Copy word for word the part of the social assistance passage that begins with "A 2001 report" and ends with "rhetoric than facts.".

• _Passage_:
--------------------
However, the facts tell a different story. Most people on social assistance require the help for one of three reasons:

  • They've lost a job.

  • They've lost a spouse.

  • They're ill. These people are not freeloaders; they face hard times and need support.

Further, the welfare system in not rife with fraud. In fact, welfare fraud has been estimated to be approximately 3 per cent, while tax fraud is approximately 20 per cent.

If politicians really wanted to take measures to protect the interests of taxpayers, they would go after the 50 per cent of corporations which, according to the Ontario Auditor-General, didn't file tax returns in 2001.

As for those who have left the welfare rolls, there is good reason to believe that many are in worse shape than when they were trying to live on $520 a month. (A single person with no dependents receives $520.)

A 2001 report by the City of Toronto found that 33 per cent of people who were no longer receiving social assistance were in a worse financial situation than when they were on social assistance.

The jury examining the death of Rogers had access to these kinds of facts. However, in the current climate where poor people don't have the clout that middle-class and wealthy people have to garner media and political attention, and where politicians are keen to avoid complicated issues and blame easy targets, most of us hear a lot more rhetoric than facts.

Rhetoric can be seductive. It simplifies and provides easy scapegoats. Things are rarely so simple. Consider, for instance, that while 620,000 people may no longer be receiving social assistance, many have lost their housing and been forced into the shelter system.
--------------------
• _Extracted entries_:
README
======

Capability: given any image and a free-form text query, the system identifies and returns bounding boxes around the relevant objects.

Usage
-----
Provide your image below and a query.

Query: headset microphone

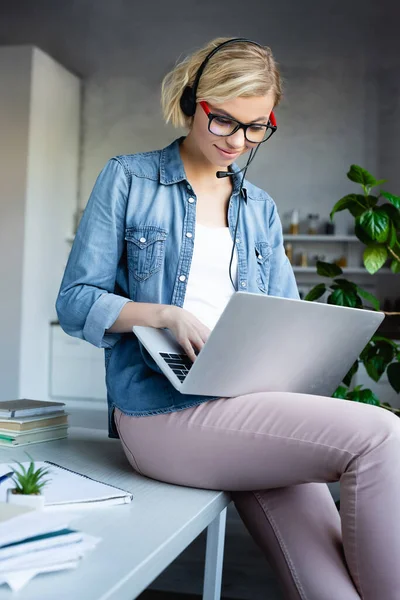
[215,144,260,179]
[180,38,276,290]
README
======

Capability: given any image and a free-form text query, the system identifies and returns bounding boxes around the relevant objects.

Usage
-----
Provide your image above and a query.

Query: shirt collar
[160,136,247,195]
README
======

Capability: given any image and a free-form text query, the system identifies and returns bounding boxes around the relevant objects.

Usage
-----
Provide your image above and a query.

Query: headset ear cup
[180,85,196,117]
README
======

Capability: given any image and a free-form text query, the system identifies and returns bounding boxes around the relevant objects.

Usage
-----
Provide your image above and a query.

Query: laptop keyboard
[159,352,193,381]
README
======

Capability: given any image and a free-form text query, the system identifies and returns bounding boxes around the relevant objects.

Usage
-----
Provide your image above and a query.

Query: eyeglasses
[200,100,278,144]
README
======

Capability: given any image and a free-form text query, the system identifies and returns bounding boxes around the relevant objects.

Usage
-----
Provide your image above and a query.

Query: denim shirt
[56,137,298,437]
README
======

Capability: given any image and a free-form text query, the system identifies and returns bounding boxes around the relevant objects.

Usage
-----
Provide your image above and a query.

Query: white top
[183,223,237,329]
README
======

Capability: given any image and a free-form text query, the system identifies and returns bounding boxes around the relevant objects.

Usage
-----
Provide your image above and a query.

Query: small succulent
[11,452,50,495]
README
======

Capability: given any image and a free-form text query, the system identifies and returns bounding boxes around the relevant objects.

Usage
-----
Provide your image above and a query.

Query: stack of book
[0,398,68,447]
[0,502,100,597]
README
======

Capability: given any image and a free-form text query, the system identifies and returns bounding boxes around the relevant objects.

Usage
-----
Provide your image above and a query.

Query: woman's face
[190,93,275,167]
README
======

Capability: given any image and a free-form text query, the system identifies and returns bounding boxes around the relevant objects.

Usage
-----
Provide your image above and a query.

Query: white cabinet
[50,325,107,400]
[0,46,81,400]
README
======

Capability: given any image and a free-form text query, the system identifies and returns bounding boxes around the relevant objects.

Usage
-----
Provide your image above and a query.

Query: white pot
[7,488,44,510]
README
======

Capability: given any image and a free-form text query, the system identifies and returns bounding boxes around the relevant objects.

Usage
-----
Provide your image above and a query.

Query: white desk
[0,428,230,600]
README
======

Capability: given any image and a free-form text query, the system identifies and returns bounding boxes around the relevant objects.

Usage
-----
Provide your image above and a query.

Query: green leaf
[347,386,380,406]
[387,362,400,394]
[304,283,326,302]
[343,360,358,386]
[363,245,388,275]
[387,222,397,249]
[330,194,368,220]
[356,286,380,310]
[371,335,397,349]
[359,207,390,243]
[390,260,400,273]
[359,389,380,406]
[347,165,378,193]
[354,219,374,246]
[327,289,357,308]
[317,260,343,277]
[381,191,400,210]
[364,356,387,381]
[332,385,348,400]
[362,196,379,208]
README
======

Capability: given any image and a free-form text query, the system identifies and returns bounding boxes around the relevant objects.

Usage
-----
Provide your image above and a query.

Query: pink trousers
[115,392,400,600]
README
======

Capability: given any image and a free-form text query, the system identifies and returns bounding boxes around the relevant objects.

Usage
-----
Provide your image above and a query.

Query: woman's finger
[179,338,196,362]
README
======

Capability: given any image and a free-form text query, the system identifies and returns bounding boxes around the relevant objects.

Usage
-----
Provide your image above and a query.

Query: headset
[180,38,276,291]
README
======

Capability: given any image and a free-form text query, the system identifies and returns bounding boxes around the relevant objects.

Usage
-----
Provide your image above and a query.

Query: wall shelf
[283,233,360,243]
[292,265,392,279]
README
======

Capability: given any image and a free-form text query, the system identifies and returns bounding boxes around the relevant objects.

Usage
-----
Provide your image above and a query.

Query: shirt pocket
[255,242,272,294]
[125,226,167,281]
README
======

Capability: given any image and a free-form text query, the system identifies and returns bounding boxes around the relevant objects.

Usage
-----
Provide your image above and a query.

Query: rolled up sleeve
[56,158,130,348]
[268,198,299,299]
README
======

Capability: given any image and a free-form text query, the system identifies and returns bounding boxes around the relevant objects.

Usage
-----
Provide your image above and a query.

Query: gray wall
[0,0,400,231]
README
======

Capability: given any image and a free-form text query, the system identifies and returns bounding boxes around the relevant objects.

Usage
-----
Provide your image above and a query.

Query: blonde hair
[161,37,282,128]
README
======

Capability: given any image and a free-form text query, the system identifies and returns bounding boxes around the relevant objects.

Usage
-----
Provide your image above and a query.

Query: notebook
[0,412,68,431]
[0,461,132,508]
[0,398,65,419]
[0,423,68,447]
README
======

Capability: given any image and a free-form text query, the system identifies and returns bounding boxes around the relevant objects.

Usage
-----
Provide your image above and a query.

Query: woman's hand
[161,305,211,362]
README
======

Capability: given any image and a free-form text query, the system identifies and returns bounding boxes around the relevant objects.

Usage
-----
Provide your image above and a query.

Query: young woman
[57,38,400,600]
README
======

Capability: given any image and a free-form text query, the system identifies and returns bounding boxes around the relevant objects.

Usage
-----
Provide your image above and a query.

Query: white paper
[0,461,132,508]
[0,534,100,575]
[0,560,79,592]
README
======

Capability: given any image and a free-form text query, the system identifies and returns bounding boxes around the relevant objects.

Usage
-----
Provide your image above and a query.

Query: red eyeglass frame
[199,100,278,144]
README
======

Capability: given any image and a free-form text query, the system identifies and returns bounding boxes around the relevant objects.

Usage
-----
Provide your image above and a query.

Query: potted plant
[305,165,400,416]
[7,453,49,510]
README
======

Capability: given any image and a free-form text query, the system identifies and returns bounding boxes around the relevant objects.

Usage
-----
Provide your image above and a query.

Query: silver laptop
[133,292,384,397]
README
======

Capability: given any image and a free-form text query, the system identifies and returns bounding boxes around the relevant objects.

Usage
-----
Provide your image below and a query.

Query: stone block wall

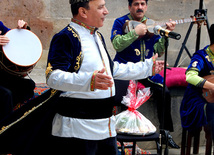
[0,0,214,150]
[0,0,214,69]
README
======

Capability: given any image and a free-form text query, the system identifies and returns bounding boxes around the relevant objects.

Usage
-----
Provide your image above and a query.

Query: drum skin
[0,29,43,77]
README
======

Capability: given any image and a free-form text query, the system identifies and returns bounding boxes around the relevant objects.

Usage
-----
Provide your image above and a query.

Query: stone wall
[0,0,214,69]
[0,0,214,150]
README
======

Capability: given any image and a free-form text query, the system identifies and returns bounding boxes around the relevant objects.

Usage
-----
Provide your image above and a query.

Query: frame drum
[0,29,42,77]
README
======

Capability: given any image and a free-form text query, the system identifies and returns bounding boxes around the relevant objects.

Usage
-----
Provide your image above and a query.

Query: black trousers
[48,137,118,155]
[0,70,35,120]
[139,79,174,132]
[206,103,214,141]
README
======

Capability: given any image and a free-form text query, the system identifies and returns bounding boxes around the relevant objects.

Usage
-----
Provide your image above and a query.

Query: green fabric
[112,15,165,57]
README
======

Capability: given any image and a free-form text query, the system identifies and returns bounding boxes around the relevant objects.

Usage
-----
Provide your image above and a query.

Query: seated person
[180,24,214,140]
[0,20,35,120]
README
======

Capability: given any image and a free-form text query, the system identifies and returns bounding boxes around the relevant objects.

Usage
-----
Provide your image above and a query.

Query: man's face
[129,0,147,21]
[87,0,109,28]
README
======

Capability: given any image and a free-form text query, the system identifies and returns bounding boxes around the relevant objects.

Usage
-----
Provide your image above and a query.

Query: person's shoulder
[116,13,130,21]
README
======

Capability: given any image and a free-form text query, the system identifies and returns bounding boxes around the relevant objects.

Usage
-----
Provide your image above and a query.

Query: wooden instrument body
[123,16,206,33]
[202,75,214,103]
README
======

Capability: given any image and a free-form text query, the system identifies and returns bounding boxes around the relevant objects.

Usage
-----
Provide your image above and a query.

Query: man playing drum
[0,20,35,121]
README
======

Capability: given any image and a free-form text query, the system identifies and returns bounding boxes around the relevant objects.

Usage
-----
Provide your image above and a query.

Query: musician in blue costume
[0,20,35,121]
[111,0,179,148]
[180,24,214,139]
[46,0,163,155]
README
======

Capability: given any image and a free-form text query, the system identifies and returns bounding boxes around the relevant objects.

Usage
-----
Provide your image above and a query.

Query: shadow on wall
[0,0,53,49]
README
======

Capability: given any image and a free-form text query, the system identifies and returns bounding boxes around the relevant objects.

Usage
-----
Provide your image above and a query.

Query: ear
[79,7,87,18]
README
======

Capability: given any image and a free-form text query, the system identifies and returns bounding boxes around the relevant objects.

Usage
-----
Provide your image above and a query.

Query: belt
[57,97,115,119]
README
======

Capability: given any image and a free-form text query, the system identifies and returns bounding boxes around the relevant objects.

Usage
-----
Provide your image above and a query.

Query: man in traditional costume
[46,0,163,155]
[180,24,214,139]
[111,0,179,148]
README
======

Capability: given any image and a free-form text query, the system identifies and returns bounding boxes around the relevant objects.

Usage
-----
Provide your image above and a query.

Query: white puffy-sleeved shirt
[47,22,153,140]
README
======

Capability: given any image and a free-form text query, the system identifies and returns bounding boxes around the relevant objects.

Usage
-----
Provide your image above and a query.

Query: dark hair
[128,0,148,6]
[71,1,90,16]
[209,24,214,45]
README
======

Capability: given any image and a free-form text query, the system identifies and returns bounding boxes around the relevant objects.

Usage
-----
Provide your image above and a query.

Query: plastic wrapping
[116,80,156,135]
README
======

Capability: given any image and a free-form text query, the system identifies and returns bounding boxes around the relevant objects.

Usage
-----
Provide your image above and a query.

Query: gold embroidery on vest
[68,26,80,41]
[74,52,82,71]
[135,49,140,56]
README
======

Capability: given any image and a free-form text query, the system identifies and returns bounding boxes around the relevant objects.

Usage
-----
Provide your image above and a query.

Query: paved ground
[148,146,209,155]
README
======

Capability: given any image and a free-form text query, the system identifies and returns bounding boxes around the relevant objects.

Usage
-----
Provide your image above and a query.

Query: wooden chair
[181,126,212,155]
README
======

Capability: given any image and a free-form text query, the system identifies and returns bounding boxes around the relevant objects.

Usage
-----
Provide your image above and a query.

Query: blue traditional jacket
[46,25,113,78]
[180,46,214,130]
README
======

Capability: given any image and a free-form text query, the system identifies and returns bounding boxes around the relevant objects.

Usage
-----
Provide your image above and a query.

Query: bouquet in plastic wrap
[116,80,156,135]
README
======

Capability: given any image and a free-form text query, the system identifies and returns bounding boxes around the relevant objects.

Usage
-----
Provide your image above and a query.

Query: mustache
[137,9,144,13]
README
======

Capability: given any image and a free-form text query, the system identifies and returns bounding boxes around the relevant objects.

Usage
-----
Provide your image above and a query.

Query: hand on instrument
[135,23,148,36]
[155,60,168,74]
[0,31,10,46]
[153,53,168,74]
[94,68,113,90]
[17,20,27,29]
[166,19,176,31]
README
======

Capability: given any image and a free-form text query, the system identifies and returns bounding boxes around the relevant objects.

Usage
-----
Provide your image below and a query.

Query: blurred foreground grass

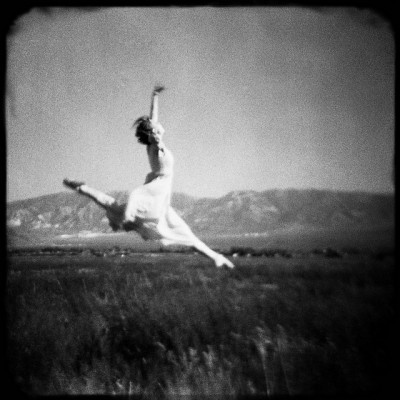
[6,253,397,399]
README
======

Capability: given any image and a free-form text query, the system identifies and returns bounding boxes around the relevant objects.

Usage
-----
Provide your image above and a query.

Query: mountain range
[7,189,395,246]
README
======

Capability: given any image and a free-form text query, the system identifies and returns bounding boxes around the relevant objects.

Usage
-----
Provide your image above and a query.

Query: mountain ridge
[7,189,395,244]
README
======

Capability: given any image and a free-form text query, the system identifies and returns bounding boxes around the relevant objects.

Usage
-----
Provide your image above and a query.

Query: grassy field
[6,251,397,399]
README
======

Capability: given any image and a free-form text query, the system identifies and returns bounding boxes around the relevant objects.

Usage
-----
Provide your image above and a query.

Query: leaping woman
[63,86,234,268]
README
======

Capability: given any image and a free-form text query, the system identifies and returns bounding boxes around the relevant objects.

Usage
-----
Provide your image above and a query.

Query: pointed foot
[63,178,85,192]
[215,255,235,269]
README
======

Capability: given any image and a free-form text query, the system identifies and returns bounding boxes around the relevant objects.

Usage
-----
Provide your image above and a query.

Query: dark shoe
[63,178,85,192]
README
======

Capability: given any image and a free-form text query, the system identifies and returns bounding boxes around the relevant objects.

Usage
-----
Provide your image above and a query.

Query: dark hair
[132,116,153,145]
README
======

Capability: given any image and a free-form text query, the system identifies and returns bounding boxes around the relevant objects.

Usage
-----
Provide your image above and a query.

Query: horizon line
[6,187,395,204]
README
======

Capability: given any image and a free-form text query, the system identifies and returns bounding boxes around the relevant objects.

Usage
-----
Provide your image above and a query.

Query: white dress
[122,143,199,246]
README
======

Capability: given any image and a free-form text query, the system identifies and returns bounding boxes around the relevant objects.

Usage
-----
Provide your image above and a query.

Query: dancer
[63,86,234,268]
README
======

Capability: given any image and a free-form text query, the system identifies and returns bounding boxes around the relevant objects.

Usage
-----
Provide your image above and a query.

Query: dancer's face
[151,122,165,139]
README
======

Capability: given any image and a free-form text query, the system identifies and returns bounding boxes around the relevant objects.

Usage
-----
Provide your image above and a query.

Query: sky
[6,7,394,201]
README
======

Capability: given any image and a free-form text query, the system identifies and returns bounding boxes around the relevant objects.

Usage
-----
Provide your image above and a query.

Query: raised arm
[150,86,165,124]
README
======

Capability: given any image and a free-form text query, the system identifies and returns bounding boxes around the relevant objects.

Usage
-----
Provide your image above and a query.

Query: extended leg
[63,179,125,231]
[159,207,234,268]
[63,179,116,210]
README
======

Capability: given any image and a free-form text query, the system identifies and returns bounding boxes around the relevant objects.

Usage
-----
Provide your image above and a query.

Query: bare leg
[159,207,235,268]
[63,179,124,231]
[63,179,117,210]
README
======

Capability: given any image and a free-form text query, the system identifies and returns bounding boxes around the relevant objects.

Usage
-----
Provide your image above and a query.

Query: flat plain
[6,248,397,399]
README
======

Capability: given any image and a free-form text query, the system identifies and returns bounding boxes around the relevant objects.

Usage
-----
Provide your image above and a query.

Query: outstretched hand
--------------------
• _Finished exercise_:
A 2001 report by the City of Toronto found that 33 per cent of people who were no longer receiving social assistance were in a worse financial situation than when they were on social assistance.

The jury examining the death of Rogers had access to these kinds of facts. However, in the current climate where poor people don't have the clout that middle-class and wealthy people have to garner media and political attention, and where politicians are keen to avoid complicated issues and blame easy targets, most of us hear a lot more rhetoric than facts.